> _Source document_:

·····

Tuesday, June 12, 2012

Child's Play: Nicola Tyson


Nicola Tyson paints amalgams of distorted body parts and colored shapes, creating mutilated zoological beings. Tyson’s paintings are engrossing, painted imagined beings with vivacious color float in undefined spaces of mono- or dichromatic backgrounds. As described in an exhibition catalogue for her exhibition at the Kunsthalle Zurich, “anatomical normality becomes a rarity, childish timidity evokes hoary gnomes, poses of rarefied tranquility float off into bizarre stick figures.”[1] Yet her characters, as fantastical as they initially appear, possess traces of human attributes--physical or psychological--that are understood as self-portraits. The manipulative inspection of the human figure exposes an individual vulnerability, one grappling with questions of feminine identity and desire, struggling to expose the unconscious spirits of conscious uncertainty. [2] [3] As part of Tyson’s female identity, she pursues issues of sexuality stemming from distorted perceptions of the self from puberty; the body becomes the site of hostility and detachment. The figures appear completely unaware of their bodily appearance, however odd they may seem to viewers, which results in heightened awareness from the viewer’s perspective of active looking.[4] Tyson’s satirically dry sense of humor reaches her subject matter through her painting style--her technique of applying paint is congruous with her choice in subject matter.[5] “Often simple outlines, mere contour or bundles of line, suffice to render acts of psychophysical transformation, rigidity and opening.”[6] Tyson’s painting appears impulsive, with broad, uneven brushstrokes to animate figures and flat, color-blocked backgrounds; her paintings recall childhood art whose success would fall flat for less skilled artists. Despite Tyson’s simple, even unaffected style of painting, her works “elicit surprisingly complex emotional responses.”[7]
Each of the four featured paintings; Couple (2011), Self-Portrait with Friend (2011), Two Figures Touching (2011), and Two Figures in Orange (2011), transfigure the female figure to problematize the understanding of a fixed identity.[8] Tyson’s distortion of proportions combined with her palette of stimulating, dynamic colors of bright brights and fleshy nudes allows her to achieve a level of ambiguity [9] that focuses not on illusions of depth, but rather on the form of the figures, their individual presence and social interactions. In Two Figures Touching, for example, they are not doing so. The purple-faced creature with striped shirt reaches out towards the character in tribal-resembling pants with a particular curiosity. Couple exhibits two, highly abstracted individuals, facing each other. Their bodies are composed of ovals and curvilinear forms, floating in an undefined space or approaching the foreground of the painting. These paintings appear opposite of stylized; Tyson catches figures in momentary actions, unnaturally positioned and depicted. This ultimately adds to the compulsive nature of Tyson’s work, harking back to intuitive inventiveness and spontaneity.

·····

(Part of a data file)
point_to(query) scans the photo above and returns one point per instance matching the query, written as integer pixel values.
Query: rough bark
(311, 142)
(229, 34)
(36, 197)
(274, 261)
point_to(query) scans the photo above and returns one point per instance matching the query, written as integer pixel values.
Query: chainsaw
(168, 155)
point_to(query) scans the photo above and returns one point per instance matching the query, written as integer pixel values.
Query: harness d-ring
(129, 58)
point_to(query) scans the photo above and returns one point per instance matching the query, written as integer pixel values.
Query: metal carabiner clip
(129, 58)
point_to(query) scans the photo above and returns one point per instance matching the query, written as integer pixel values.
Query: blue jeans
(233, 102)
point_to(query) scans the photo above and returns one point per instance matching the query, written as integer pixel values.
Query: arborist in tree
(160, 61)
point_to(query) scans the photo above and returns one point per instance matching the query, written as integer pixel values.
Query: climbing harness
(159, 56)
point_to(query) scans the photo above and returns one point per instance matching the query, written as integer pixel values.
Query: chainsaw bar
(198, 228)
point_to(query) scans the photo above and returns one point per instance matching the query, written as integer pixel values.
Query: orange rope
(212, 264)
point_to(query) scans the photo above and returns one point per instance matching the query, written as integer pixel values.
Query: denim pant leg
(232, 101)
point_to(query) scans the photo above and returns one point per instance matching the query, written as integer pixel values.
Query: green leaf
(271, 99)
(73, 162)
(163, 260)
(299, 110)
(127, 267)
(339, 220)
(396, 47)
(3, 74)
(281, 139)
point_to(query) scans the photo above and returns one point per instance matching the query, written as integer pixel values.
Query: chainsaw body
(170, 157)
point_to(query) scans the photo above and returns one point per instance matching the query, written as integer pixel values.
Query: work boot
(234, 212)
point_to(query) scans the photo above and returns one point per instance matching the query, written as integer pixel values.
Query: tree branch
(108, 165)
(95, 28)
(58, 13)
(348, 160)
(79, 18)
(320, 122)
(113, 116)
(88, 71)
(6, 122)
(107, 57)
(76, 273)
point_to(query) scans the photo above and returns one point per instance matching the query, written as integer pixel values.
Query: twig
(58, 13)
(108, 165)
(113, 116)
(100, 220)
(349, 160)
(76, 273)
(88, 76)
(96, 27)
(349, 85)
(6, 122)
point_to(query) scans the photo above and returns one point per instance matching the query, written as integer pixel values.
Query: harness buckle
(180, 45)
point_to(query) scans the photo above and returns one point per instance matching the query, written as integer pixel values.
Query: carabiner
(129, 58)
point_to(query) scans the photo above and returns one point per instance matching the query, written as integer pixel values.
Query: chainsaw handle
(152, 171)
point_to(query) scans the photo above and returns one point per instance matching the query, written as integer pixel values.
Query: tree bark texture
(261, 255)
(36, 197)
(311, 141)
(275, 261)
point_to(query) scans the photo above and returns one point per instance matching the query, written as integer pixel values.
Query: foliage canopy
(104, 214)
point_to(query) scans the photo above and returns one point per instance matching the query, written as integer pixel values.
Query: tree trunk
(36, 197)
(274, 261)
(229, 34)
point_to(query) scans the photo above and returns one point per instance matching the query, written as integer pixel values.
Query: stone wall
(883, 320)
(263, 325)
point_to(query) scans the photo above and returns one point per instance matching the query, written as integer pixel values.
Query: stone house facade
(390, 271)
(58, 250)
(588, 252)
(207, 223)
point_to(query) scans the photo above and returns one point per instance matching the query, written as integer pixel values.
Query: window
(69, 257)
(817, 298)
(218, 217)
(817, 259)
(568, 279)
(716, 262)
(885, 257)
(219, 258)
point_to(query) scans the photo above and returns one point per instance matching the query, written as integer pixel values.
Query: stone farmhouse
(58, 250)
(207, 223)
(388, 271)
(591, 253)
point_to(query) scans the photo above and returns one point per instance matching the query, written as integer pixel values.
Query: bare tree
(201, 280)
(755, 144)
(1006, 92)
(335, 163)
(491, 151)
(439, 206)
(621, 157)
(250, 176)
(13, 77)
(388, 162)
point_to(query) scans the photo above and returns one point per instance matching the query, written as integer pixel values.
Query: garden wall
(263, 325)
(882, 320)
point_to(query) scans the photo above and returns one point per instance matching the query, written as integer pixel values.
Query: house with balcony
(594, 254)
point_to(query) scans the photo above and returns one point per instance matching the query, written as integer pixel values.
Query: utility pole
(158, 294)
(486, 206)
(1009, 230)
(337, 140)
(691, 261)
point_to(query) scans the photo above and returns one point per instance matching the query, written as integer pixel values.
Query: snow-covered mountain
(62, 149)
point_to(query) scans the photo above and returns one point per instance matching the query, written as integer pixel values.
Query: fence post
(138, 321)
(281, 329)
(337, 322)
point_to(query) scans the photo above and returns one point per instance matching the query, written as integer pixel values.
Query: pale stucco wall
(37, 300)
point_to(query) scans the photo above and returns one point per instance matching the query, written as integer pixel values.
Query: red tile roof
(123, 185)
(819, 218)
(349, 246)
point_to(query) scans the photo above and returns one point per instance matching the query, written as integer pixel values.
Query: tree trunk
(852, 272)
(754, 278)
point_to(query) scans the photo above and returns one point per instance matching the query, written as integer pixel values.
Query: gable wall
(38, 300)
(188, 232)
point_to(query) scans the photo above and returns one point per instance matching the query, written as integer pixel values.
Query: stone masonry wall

·····

> _Task instructions_: Reproduce the entire blog post on Nicola Tyson's paintings, keeping every word as it stands.

> _Result of this exercise_:
Tuesday, June 12, 2012

Child's Play: Nicola Tyson


Nicola Tyson paints amalgams of distorted body parts and colored shapes, creating mutilated zoological beings. Tyson’s paintings are engrossing, painted imagined beings with vivacious color float in undefined spaces of mono- or dichromatic backgrounds. As described in an exhibition catalogue for her exhibition at the Kunsthalle Zurich, “anatomical normality becomes a rarity, childish timidity evokes hoary gnomes, poses of rarefied tranquility float off into bizarre stick figures.”[1] Yet her characters, as fantastical as they initially appear, possess traces of human attributes--physical or psychological--that are understood as self-portraits. The manipulative inspection of the human figure exposes an individual vulnerability, one grappling with questions of feminine identity and desire, struggling to expose the unconscious spirits of conscious uncertainty. [2] [3] As part of Tyson’s female identity, she pursues issues of sexuality stemming from distorted perceptions of the self from puberty; the body becomes the site of hostility and detachment. The figures appear completely unaware of their bodily appearance, however odd they may seem to viewers, which results in heightened awareness from the viewer’s perspective of active looking.[4] Tyson’s satirically dry sense of humor reaches her subject matter through her painting style--her technique of applying paint is congruous with her choice in subject matter.[5] “Often simple outlines, mere contour or bundles of line, suffice to render acts of psychophysical transformation, rigidity and opening.”[6] Tyson’s painting appears impulsive, with broad, uneven brushstrokes to animate figures and flat, color-blocked backgrounds; her paintings recall childhood art whose success would fall flat for less skilled artists. Despite Tyson’s simple, even unaffected style of painting, her works “elicit surprisingly complex emotional responses.”[7]
Each of the four featured paintings; Couple (2011), Self-Portrait with Friend (2011), Two Figures Touching (2011), and Two Figures in Orange (2011), transfigure the female figure to problematize the understanding of a fixed identity.[8] Tyson’s distortion of proportions combined with her palette of stimulating, dynamic colors of bright brights and fleshy nudes allows her to achieve a level of ambiguity [9] that focuses not on illusions of depth, but rather on the form of the figures, their individual presence and social interactions. In Two Figures Touching, for example, they are not doing so. The purple-faced creature with striped shirt reaches out towards the character in tribal-resembling pants with a particular curiosity. Couple exhibits two, highly abstracted individuals, facing each other. Their bodies are composed of ovals and curvilinear forms, floating in an undefined space or approaching the foreground of the painting. These paintings appear opposite of stylized; Tyson catches figures in momentary actions, unnaturally positioned and depicted. This ultimately adds to the compulsive nature of Tyson’s work, harking back to intuitive inventiveness and spontaneity.